RUMUSAN SOAL 1
Sebutkan jumlah baris dalam daftar yang memuat kata "white", dengan membedakan huruf besar dan huruf kecil. Berikan angkanya saja.
RUMUSAN SOAL 2
Lanjutkan renungan tentang sahabat dan cinta diam ini, mulai setelah kalimat terakhir yang ditampilkan.

KUTIPAN TEKS
Aku kadang sedikit heran kepada mereka, mereka selalu bilang kalau mereka adalah sahabatku. Lantas mengapa mereka membiarkanku berduaan dengan dia. Bukankah itu tidak boleh. Mengapa mereka melepasku berduaan dengan teman lelakiku. Setidaknya sahabat tidak mendukungku untuk melakukan yang salah. Seharusnya sahabat saling menegur untuk kebaikan. Bukan membiarkan sahabatnya dalam lubang kemaksiatan.  Aku tauu, mereka bahagia karena aku bisa bersama dengan dia yang ku anggap teman. Mungkin karena aku yang selalu bercerita bahwa dialah laki-laki yang aku sampaikan dalam sujud dan doaku. Namun, bukan dengan cara ini. Bukan dengan berduaan sehingga menimbulkan fikiran yang tidak-tidak. Memang, di era semacam ini berduaan dengan lawan jenis dianggap hal yang wajar dan biasa saja. Namun, apakah hukum syari’at menuruti perubahan zaman. Mengapa zaman tidak beradaptasi dengan kebenaran agama. Mengapa harus menghilangkan etos keislamannya. Entahlah. Aku tetap bertahan dengan cinta diamku.

BAHAN TUGAS
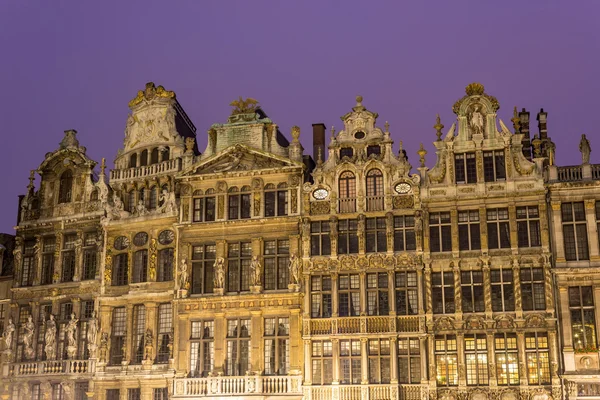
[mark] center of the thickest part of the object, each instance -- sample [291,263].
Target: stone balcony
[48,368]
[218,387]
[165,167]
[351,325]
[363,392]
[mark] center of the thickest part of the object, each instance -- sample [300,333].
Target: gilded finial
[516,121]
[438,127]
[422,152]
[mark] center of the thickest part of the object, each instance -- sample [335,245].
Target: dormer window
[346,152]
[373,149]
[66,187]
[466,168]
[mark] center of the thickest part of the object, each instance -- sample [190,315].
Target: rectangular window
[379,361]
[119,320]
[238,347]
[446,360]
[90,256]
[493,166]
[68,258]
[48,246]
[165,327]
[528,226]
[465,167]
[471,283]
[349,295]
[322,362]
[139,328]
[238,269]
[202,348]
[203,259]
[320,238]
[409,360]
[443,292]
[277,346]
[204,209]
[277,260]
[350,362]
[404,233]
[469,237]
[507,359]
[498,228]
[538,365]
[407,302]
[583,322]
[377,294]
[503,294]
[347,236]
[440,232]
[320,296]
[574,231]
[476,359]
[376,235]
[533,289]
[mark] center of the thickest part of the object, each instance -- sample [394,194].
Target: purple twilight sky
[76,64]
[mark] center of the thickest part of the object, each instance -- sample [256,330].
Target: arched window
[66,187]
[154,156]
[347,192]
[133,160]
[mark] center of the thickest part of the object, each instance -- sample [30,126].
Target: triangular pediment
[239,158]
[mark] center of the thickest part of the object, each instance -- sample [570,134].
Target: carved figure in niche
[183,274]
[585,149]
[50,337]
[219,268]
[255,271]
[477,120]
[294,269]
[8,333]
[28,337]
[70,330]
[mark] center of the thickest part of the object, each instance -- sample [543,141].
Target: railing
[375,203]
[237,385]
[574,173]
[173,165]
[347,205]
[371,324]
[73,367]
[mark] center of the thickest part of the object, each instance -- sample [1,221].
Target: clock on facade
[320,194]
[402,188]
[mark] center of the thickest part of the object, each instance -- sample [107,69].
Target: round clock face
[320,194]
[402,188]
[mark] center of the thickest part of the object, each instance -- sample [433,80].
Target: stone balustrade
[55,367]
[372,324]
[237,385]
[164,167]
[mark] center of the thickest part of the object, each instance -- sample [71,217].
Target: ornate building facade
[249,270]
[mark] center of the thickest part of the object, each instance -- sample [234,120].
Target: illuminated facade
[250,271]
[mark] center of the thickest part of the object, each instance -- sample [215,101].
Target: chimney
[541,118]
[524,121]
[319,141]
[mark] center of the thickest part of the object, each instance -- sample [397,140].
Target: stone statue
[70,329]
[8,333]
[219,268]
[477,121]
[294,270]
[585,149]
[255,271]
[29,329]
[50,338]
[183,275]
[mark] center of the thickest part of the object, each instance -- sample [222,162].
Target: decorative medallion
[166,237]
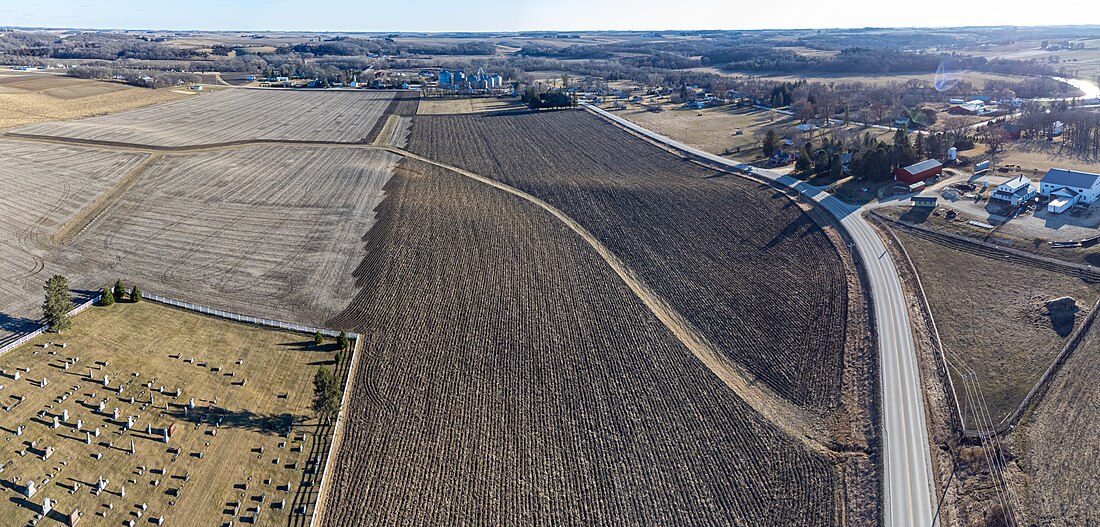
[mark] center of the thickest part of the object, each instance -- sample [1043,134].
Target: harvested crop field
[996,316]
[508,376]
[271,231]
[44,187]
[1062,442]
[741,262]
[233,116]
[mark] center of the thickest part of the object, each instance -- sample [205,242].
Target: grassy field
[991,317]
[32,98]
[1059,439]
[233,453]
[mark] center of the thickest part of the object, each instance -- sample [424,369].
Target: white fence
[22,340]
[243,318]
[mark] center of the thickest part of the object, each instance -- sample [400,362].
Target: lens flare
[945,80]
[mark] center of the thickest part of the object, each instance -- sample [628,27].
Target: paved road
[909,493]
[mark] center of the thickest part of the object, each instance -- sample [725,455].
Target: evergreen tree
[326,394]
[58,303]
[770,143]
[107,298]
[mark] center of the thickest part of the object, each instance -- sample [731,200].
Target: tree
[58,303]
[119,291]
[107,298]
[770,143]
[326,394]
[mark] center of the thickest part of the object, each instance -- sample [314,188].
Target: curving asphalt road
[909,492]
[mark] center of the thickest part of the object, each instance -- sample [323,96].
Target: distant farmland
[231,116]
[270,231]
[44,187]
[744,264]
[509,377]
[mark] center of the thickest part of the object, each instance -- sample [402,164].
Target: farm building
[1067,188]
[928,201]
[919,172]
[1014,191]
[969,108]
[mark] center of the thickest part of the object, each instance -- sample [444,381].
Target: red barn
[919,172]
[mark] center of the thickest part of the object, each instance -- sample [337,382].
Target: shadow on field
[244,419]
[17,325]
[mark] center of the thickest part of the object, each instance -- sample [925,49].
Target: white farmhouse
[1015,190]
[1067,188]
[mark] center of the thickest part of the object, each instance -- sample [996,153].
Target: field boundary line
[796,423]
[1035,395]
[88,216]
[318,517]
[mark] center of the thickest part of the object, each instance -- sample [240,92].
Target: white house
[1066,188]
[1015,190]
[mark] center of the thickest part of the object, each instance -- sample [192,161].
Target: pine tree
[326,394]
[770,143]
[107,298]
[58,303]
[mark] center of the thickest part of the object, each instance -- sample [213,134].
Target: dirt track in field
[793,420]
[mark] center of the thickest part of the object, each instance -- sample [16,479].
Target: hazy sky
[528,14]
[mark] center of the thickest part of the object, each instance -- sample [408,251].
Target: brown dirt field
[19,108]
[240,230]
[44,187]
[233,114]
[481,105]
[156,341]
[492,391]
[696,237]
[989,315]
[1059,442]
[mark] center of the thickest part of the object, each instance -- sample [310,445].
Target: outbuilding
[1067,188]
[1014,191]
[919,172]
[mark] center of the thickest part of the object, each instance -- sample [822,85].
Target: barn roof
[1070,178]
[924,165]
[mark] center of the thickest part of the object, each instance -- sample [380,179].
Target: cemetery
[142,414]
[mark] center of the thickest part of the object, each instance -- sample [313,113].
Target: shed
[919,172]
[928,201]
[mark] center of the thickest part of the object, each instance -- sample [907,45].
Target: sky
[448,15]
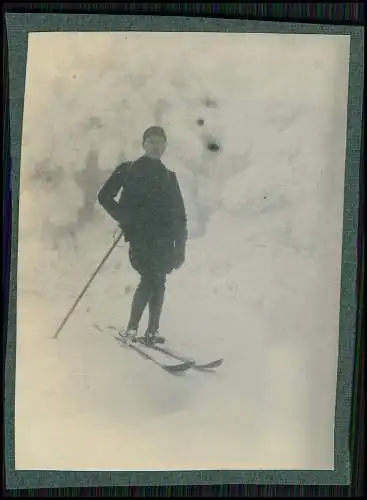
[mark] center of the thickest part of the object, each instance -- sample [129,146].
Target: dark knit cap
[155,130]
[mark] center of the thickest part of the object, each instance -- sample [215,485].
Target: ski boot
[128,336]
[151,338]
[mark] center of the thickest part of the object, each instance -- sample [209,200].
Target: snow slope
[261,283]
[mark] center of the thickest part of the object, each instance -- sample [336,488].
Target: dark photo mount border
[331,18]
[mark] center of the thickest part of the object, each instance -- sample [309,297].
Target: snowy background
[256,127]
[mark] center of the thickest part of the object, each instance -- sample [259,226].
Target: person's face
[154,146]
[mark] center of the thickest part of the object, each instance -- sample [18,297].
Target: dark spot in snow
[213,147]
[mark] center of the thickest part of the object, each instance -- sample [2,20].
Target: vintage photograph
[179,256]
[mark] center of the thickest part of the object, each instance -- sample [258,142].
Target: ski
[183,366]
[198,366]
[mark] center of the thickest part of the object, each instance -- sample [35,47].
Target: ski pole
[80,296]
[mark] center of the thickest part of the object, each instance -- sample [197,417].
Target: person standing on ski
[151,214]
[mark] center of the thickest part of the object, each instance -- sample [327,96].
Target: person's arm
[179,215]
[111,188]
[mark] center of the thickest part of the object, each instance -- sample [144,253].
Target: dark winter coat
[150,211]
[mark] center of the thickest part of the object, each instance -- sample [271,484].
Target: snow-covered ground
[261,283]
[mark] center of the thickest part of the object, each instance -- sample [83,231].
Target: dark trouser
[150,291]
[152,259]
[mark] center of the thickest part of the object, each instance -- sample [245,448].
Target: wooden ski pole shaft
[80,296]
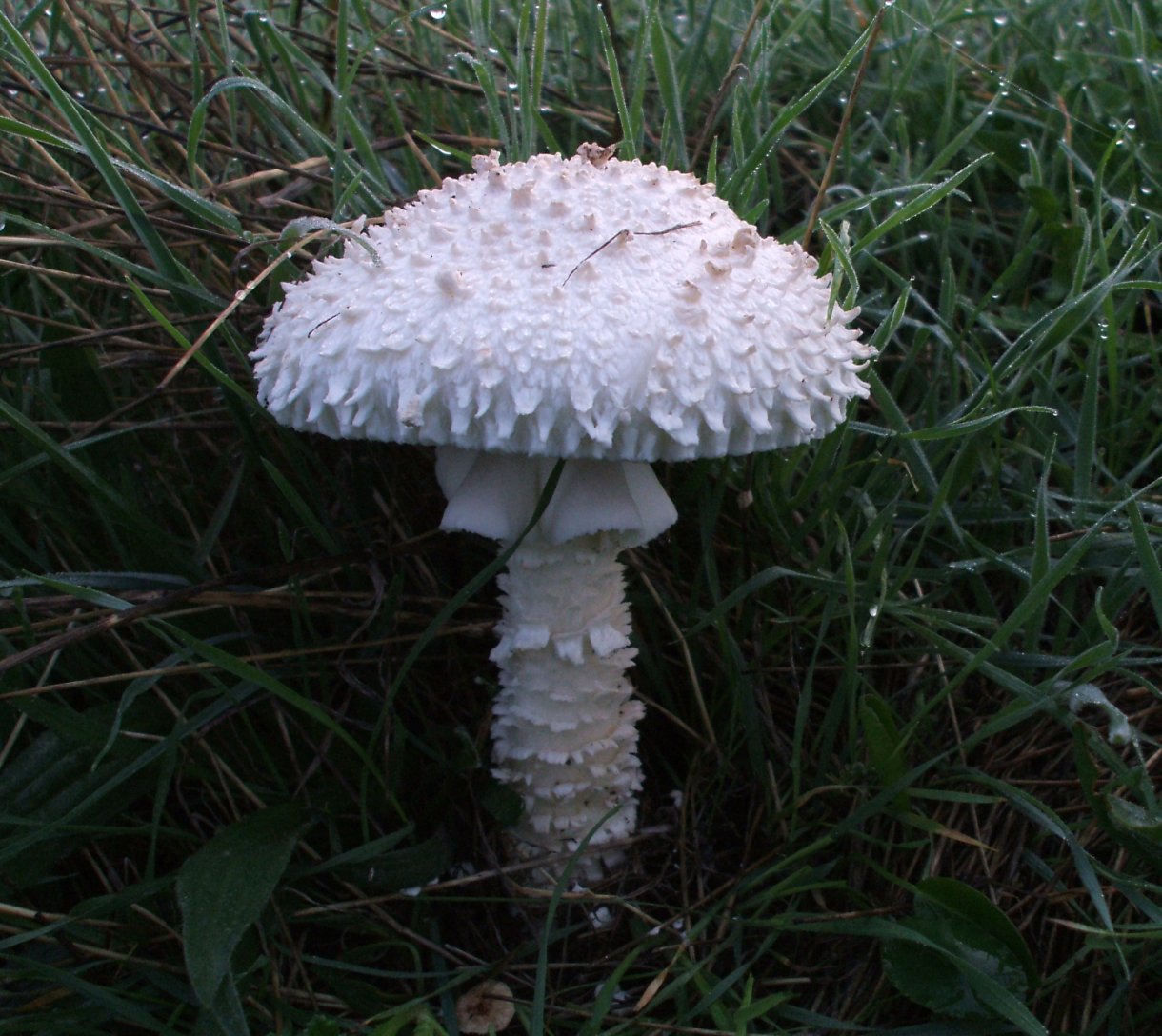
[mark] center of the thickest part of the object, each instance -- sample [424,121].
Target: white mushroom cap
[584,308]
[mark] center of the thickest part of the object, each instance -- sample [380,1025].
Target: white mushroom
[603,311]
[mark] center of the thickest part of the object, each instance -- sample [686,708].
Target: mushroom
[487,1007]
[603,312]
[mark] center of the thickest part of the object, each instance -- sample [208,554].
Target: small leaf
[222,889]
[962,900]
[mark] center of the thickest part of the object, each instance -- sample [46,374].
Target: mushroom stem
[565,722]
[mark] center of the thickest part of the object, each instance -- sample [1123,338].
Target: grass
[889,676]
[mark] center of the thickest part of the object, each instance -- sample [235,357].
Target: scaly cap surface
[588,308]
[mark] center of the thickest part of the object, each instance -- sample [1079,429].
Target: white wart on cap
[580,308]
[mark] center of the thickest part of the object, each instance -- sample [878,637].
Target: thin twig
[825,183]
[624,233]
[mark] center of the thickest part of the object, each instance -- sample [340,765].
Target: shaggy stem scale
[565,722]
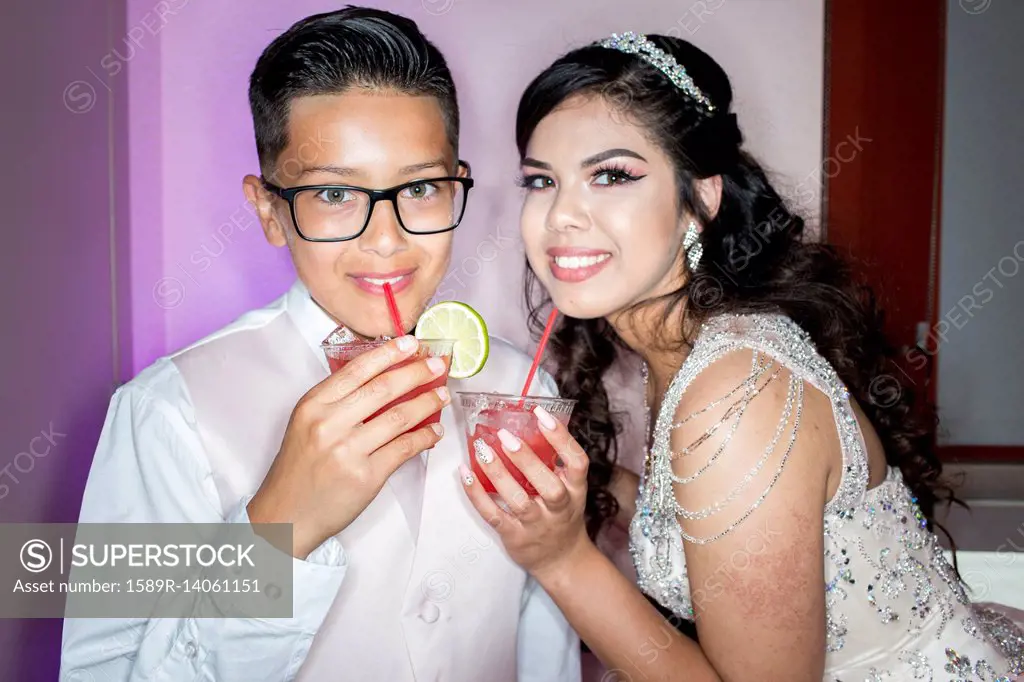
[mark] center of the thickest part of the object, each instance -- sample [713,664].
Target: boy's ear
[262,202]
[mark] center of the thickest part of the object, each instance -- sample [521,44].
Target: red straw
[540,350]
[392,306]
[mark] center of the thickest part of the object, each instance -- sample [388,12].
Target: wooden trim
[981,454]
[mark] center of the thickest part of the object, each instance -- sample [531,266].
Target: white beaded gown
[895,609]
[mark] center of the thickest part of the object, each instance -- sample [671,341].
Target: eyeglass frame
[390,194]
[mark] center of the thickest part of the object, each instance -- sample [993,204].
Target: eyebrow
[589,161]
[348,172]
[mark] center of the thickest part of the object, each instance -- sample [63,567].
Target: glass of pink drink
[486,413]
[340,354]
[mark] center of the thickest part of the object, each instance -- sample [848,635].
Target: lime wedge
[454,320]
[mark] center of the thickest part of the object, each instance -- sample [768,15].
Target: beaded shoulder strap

JAWABAN BENAR 1
7

JAWABAN BENAR 2
“catatan kecil untukmu, rasa ini bukan menyambarku secara tiba-tiba. Bukan seperti angin tenang yang membisu. Semuanya memang terasa biasa saja, awalnya aku yang tak mengenalmu begitupun engkau yang tak tau siapa aku. Aku mengagumimu sejak lama, sejak awal aku dipertemukan denganmu. Memang aneh, awalnya aku hanya berpikir mungkin kagum ini hanya sementara. Namun aku pun tak bisa menolak, dan aku tak pernah bisa mengelak. 3 tahun aku memendamnya. 3 tahun pula namamu yang setia ku haturkan kepada Rabbikuu. Namamu yang ku sebut-sebut dengan segala kebaikan. Semuanya tak semudah yang kau lihat, saat aku harus berpura-pura tak perduli, harus berpura-pura tak memahami apa-apa yang kau beri. Kau tak kan pernah tau betapapun aku menceritakannya kepadamu. Kau tak kan pernah tau bagaimana aku harus menahan semua inginku. Ingin seperti mereka. Namun itu bukan aku.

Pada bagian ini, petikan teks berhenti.